Given problem A:
Extract every line of the records below that contains the word "woman", and copy each of those lines.

Text section:
Snow out the window, down Via San Giovanni in Laterano by Simon Griffee

First in Simon’s Rome Snow story. Taken Friday evening out our window, down Via San Giovanni in Laterano.

Who would have guessed that Romans are so prepared for snowy weather? Though most do not know how to drive in it, and though they cancelled schools and public offices, they certainly have the right clothes for it. And by right I mean the boots, pants, coats, hats and gloves that keep you warm in temperatures below zero. I suppose that settimana bianca calls for a closet all to its own and that’s the closet where the clothes came from; but it also could be that the clothes have been sitting there year after year and yesterday they got to wear them, finally.

As I was grocery shopping and later, when Simon and I went for a walk down the snow dusted Via Fori Imperiali, it was obvious that bright colored Moon Boots would be a staple in Rome if Rome was always covered in snow. Who knew? Strange hats, fur coats, snow suits for babies and adults alike filtered down the road flooded with foot traffic, Italians come from the outskirts, to see the Colosseum and the Forum shimmering in its white best for the first time in twenty-five years. There were so many people that the authorities closed the road to cars.

Given problem B:
Quote the stretch of the Rome snow post above from "First in Simon’s" through "wear them, finally.".

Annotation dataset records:
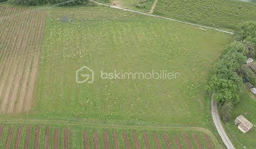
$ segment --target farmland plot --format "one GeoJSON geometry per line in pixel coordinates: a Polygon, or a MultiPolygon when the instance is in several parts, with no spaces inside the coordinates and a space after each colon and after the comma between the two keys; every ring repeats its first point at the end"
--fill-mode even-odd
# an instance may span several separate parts
{"type": "Polygon", "coordinates": [[[0,112],[29,111],[45,12],[20,15],[29,9],[5,6],[0,8],[0,112]]]}

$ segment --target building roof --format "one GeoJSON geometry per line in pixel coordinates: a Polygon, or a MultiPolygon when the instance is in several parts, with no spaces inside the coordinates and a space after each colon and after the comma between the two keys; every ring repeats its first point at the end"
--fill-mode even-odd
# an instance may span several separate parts
{"type": "Polygon", "coordinates": [[[241,123],[238,128],[244,133],[247,132],[253,127],[253,124],[241,115],[237,117],[236,120],[241,123]]]}

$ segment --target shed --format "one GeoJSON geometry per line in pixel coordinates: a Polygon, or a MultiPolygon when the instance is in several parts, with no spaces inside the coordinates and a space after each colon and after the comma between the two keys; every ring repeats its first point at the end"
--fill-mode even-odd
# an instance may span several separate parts
{"type": "Polygon", "coordinates": [[[237,126],[238,129],[244,134],[251,130],[253,127],[252,123],[251,123],[246,118],[245,118],[241,115],[237,117],[234,122],[235,125],[237,126]]]}

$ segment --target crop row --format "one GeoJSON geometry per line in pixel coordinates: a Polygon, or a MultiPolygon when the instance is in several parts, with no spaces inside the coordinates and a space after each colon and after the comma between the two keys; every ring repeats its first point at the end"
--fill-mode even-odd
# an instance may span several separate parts
{"type": "Polygon", "coordinates": [[[214,148],[204,133],[75,129],[49,126],[0,126],[1,148],[214,148]]]}
{"type": "Polygon", "coordinates": [[[155,13],[202,25],[234,28],[244,21],[256,20],[256,4],[231,0],[159,0],[155,13]]]}

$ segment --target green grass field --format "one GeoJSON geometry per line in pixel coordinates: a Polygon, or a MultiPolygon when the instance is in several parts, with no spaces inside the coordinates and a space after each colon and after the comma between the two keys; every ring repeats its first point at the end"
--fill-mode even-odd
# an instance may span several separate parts
{"type": "MultiPolygon", "coordinates": [[[[59,127],[61,148],[66,127],[71,132],[69,145],[78,145],[78,148],[83,145],[80,137],[85,129],[90,136],[97,131],[101,140],[105,129],[110,133],[117,131],[118,135],[124,130],[129,136],[136,131],[142,147],[145,145],[141,137],[144,131],[150,134],[151,145],[153,132],[181,138],[187,131],[190,140],[195,133],[206,147],[202,132],[210,130],[214,134],[208,135],[214,147],[222,145],[221,142],[217,142],[219,138],[217,140],[213,136],[217,137],[205,85],[211,66],[231,36],[102,7],[56,7],[46,11],[31,110],[1,114],[0,124],[7,129],[4,129],[4,139],[1,140],[0,147],[5,145],[10,125],[13,126],[13,142],[18,126],[26,128],[28,124],[32,126],[31,142],[37,124],[40,124],[42,130],[49,125],[50,145],[53,129],[59,127]],[[85,65],[94,71],[92,84],[75,81],[76,71],[85,65]],[[167,70],[181,75],[171,80],[102,80],[101,70],[167,70]],[[89,122],[92,123],[89,128],[89,122]],[[70,124],[73,123],[80,124],[70,124]],[[103,126],[97,127],[99,123],[103,126]],[[127,126],[104,126],[115,124],[127,126]],[[133,129],[134,126],[140,127],[133,129]],[[151,126],[157,129],[148,130],[151,126]],[[157,129],[162,126],[170,128],[157,129]],[[181,129],[176,130],[175,126],[181,129]],[[195,127],[206,129],[193,131],[195,127]]],[[[20,135],[22,147],[25,130],[20,135]]],[[[44,131],[40,131],[40,146],[44,135],[44,131]]],[[[133,142],[131,137],[129,140],[133,142]]],[[[159,141],[163,146],[164,140],[159,141]]],[[[173,144],[173,140],[171,141],[173,144]]],[[[103,142],[100,143],[102,147],[103,142]]],[[[195,143],[192,146],[196,148],[195,143]]],[[[92,144],[91,138],[89,145],[92,144]]],[[[181,144],[186,146],[181,139],[181,144]]],[[[30,148],[33,145],[29,144],[30,148]]]]}
{"type": "Polygon", "coordinates": [[[233,29],[256,20],[256,4],[234,0],[159,0],[154,13],[197,24],[233,29]]]}

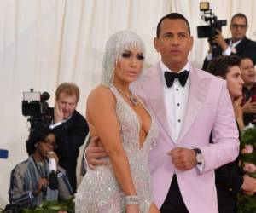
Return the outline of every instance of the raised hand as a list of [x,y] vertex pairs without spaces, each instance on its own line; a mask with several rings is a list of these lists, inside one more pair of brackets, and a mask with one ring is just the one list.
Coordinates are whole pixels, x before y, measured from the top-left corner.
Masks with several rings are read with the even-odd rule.
[[179,170],[189,170],[196,164],[195,152],[193,149],[177,147],[167,153],[172,164]]

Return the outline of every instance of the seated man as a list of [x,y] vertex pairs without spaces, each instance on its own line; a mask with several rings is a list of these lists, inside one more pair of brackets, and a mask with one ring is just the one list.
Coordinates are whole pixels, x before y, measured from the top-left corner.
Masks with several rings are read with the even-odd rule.
[[[73,193],[72,187],[53,152],[55,138],[50,130],[37,126],[31,132],[26,146],[29,158],[18,164],[11,172],[10,204],[27,208],[41,204],[44,200],[67,199]],[[50,166],[49,159],[53,162],[55,159],[55,164]],[[55,168],[56,172],[50,172]]]
[[243,119],[245,125],[256,121],[256,83],[255,69],[253,60],[243,57],[239,66],[241,78],[244,81],[243,94]]

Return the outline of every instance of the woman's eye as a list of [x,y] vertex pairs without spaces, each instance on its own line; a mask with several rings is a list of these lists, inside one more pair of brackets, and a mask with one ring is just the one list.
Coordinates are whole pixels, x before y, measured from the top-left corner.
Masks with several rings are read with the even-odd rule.
[[131,57],[131,54],[130,53],[123,53],[122,54],[122,57],[123,58],[130,58]]
[[144,56],[143,55],[139,55],[137,56],[137,59],[139,60],[144,60]]

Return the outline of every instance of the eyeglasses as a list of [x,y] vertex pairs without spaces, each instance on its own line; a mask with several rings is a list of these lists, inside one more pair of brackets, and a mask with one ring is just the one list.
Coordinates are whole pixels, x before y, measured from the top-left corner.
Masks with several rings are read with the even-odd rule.
[[241,28],[241,30],[244,30],[245,28],[247,27],[247,25],[232,24],[232,25],[231,25],[231,27],[232,27],[232,28],[236,28],[236,29]]

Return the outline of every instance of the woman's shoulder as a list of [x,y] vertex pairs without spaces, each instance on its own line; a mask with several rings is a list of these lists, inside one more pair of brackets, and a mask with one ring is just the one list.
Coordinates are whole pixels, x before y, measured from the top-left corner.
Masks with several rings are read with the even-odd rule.
[[112,92],[108,87],[103,85],[98,85],[95,89],[91,90],[89,96],[92,97],[100,97],[100,96],[106,96],[106,95],[112,95]]
[[90,93],[87,102],[112,102],[113,101],[114,101],[114,97],[110,89],[103,85],[98,85]]

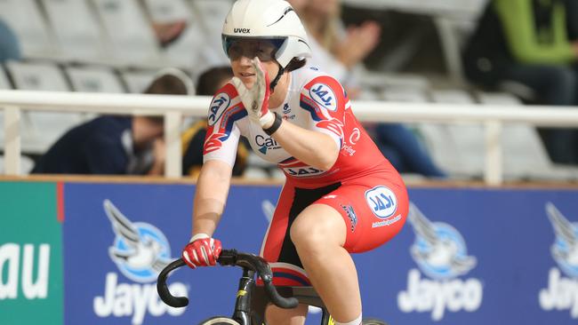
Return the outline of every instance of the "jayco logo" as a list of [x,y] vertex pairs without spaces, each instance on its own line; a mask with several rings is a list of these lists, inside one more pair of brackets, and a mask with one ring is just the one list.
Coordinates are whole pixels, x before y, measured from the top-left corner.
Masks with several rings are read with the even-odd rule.
[[[18,298],[19,285],[26,299],[45,299],[48,294],[50,245],[0,246],[0,301]],[[37,250],[37,253],[35,250]],[[21,259],[20,259],[21,252]],[[35,256],[37,254],[37,259]]]
[[[160,300],[154,282],[171,259],[165,234],[150,224],[132,222],[108,200],[103,205],[116,234],[108,249],[110,258],[124,276],[143,284],[119,283],[118,274],[108,273],[104,295],[94,298],[94,313],[100,317],[132,315],[132,324],[141,324],[147,313],[152,316],[182,314],[185,308],[169,307]],[[188,296],[183,283],[174,282],[169,289],[178,296]]]
[[309,90],[309,96],[317,104],[320,104],[330,111],[337,110],[337,99],[335,94],[328,85],[325,83],[314,84]]
[[461,280],[476,266],[475,257],[469,256],[460,233],[450,225],[431,222],[415,205],[410,203],[409,222],[415,234],[411,247],[412,258],[420,270],[431,280],[421,277],[417,269],[407,274],[407,289],[397,294],[397,306],[404,313],[430,312],[431,319],[440,321],[450,312],[474,312],[482,303],[483,288],[478,279]]
[[[556,239],[550,252],[558,268],[552,267],[548,276],[548,288],[540,290],[540,306],[546,311],[569,310],[578,318],[578,223],[570,222],[551,203],[546,203]],[[566,275],[563,276],[560,270]]]
[[219,121],[221,115],[227,110],[231,99],[225,92],[221,92],[213,99],[209,108],[208,124],[214,125]]

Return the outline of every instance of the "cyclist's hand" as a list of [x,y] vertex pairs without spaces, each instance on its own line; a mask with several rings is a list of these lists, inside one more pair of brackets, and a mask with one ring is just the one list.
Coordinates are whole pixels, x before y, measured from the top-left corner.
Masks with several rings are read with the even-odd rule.
[[182,250],[182,260],[191,268],[212,266],[217,263],[221,250],[221,241],[206,234],[197,234]]
[[259,58],[251,60],[255,74],[255,82],[250,88],[243,83],[238,77],[233,77],[233,85],[239,93],[241,101],[247,110],[249,118],[261,128],[267,129],[275,121],[275,115],[269,110],[269,75],[261,64]]

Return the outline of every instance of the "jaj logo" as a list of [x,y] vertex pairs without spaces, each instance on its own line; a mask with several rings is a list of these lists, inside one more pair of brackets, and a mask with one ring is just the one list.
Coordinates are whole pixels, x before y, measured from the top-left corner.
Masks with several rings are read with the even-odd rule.
[[409,222],[415,242],[410,251],[421,272],[433,280],[422,279],[420,271],[412,269],[407,276],[407,290],[397,295],[402,312],[431,312],[439,321],[446,308],[450,312],[473,312],[482,303],[481,281],[458,279],[476,266],[475,257],[469,256],[465,241],[452,226],[431,222],[410,202]]
[[[94,297],[94,313],[99,317],[129,316],[132,324],[141,324],[147,313],[156,317],[182,314],[185,308],[169,307],[160,301],[154,282],[171,259],[165,234],[150,224],[132,222],[108,200],[103,206],[116,234],[108,255],[124,276],[142,284],[122,283],[116,273],[108,273],[104,295]],[[177,296],[188,296],[184,283],[174,281],[169,290]]]
[[570,310],[572,318],[578,318],[578,223],[570,222],[552,202],[546,203],[546,214],[556,234],[552,258],[568,277],[550,268],[548,288],[540,290],[540,305],[546,311]]

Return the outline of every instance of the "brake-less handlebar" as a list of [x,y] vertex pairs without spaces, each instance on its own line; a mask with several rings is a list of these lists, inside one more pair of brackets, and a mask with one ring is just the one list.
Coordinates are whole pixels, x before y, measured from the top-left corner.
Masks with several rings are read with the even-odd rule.
[[[294,308],[299,304],[295,297],[284,297],[279,295],[272,283],[273,272],[269,263],[262,258],[253,254],[237,252],[236,250],[223,250],[217,262],[223,266],[234,266],[255,272],[257,276],[263,281],[265,292],[267,292],[269,300],[276,305],[281,308]],[[179,258],[166,266],[158,274],[157,281],[158,295],[166,305],[173,307],[184,307],[189,305],[189,299],[186,297],[173,296],[166,284],[169,273],[184,266],[185,262]]]

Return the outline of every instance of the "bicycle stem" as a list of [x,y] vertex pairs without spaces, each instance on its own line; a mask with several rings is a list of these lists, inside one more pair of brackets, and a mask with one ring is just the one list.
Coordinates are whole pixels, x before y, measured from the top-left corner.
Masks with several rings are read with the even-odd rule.
[[255,286],[254,271],[244,269],[243,277],[239,279],[237,299],[235,300],[235,313],[232,319],[240,324],[251,324],[251,296]]

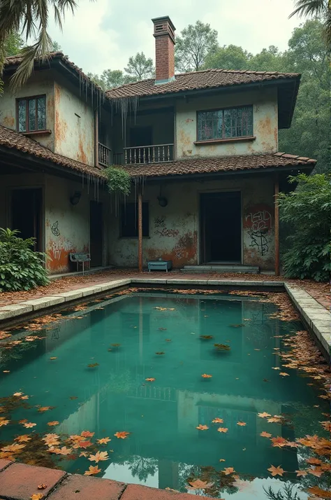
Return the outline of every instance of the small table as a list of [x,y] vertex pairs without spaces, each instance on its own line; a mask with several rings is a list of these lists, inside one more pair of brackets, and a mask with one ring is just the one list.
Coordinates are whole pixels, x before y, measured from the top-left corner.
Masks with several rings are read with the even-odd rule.
[[172,268],[172,261],[149,261],[148,263],[148,269],[149,272],[154,271],[164,271],[168,272],[168,270]]

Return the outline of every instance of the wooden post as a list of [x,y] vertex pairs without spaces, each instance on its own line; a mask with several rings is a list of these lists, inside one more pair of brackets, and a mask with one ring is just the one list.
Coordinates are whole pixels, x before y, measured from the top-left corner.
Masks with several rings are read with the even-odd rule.
[[98,108],[94,111],[94,165],[99,166],[99,117]]
[[142,193],[141,186],[138,190],[138,268],[142,272]]
[[279,207],[278,195],[279,194],[279,180],[278,176],[274,181],[274,271],[276,276],[279,276]]

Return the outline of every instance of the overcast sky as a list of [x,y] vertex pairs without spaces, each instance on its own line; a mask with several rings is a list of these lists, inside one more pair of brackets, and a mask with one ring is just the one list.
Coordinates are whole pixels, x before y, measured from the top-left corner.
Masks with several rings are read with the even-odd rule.
[[142,50],[154,58],[152,18],[169,15],[179,34],[197,20],[219,32],[220,45],[234,43],[256,53],[264,47],[287,47],[300,22],[288,20],[293,0],[78,0],[68,13],[63,32],[50,23],[50,34],[85,73],[123,69]]

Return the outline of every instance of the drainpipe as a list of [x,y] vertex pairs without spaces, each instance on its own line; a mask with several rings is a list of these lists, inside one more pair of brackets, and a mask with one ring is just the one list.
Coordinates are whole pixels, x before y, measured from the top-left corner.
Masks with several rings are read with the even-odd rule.
[[279,276],[279,206],[278,195],[279,194],[279,179],[278,175],[274,181],[274,272],[276,276]]
[[99,166],[99,120],[98,108],[94,111],[94,165]]
[[142,186],[138,192],[138,268],[142,272]]

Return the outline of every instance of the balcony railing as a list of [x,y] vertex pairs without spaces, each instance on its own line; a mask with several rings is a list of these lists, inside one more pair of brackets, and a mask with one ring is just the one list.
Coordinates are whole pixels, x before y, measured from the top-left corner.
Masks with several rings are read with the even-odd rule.
[[140,163],[164,163],[174,159],[173,144],[137,146],[124,148],[124,162],[126,165]]
[[112,150],[99,142],[99,164],[103,167],[108,167],[111,164]]

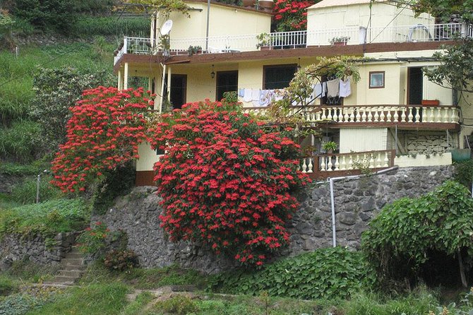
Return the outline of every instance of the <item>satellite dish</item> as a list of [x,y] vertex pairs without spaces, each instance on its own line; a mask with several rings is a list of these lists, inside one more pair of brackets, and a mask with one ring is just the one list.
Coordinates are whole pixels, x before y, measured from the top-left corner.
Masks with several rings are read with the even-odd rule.
[[161,35],[167,35],[171,32],[171,29],[172,28],[172,20],[167,20],[162,25],[162,27],[161,28]]

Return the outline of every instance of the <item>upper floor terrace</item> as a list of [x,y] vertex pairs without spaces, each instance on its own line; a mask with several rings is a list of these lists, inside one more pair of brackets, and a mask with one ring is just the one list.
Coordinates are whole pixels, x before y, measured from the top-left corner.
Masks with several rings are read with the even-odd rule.
[[126,54],[186,55],[189,47],[196,54],[253,52],[263,49],[291,49],[331,45],[359,45],[373,43],[429,42],[452,40],[455,35],[473,37],[473,25],[462,23],[416,24],[386,27],[347,27],[322,30],[230,35],[202,37],[169,37],[169,49],[162,49],[160,40],[125,37],[116,52],[114,64]]

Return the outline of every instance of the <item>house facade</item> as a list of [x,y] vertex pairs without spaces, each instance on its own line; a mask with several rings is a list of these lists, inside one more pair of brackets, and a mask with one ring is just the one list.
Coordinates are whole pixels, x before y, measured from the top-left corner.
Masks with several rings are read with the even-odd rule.
[[[326,177],[360,168],[449,165],[455,150],[468,148],[472,129],[463,123],[473,110],[421,69],[438,64],[433,54],[451,44],[453,33],[471,37],[471,26],[436,24],[394,1],[323,0],[308,8],[307,30],[272,33],[267,11],[186,2],[190,18],[172,13],[167,33],[169,23],[163,32],[167,18],[158,12],[150,37],[126,37],[115,59],[119,88],[148,78],[160,96],[155,109],[237,91],[245,110],[264,112],[273,92],[287,87],[299,67],[320,57],[360,57],[366,59],[358,83],[320,78],[316,90],[323,93],[303,114],[322,126],[323,137],[304,141],[317,150],[301,161],[303,172]],[[337,144],[335,153],[321,150],[328,141]],[[150,184],[158,156],[145,145],[140,156],[137,184]]]

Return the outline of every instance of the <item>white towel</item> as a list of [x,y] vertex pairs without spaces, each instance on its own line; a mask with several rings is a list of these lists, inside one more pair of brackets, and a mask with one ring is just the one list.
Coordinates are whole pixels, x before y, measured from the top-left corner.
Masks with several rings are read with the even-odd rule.
[[339,95],[340,88],[340,79],[327,81],[327,96],[328,97],[336,97]]
[[347,78],[346,81],[340,80],[340,97],[346,97],[352,94],[352,88],[350,88],[350,78]]
[[246,88],[243,97],[243,100],[245,102],[251,102],[251,89]]

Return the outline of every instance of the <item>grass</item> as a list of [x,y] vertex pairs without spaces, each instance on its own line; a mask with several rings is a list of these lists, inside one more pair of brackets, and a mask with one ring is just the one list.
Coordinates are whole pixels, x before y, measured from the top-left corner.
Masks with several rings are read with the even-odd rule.
[[[118,283],[72,287],[30,315],[116,315],[127,305],[128,287]],[[66,312],[65,312],[67,311]]]
[[104,283],[113,280],[136,289],[155,289],[165,285],[193,285],[203,289],[208,276],[176,266],[159,268],[135,268],[126,273],[110,271],[100,262],[92,263],[83,276],[80,283]]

Complete answer A:
Return the outline of every instance of the woman's eye as a list of [x,y] vertex pairs without spaces, each instance on its own line; a mask with several rings is a list of these lists, inside one more pair of brackets, and a mask with one ring is just the one list.
Return the outline of every instance of the woman's shoulder as a list of [x,y] vertex pairs without spaces, each instance on its own line; a mask with several rings is a list of these lists, inside one more pair of brackets, and a mask with one ring is just the one list.

Complete answer B:
First in Simon’s Rome Snow story. Taken Friday evening out our window, down Via San Giovanni in Laterano.

Who would have guessed that Romans are so prepared for snowy weather? Though most do not know how to drive in it, and though they cancelled schools and public offices, they certainly have the right clothes for it. And by right I mean the boots, pants, coats, hats and gloves that keep you warm in temperatures below zero. I suppose that settimana bianca calls for a closet all to its own and that’s the closet where the clothes came from; but it also could be that the clothes have been sitting there year after year and yesterday they got to wear them, finally.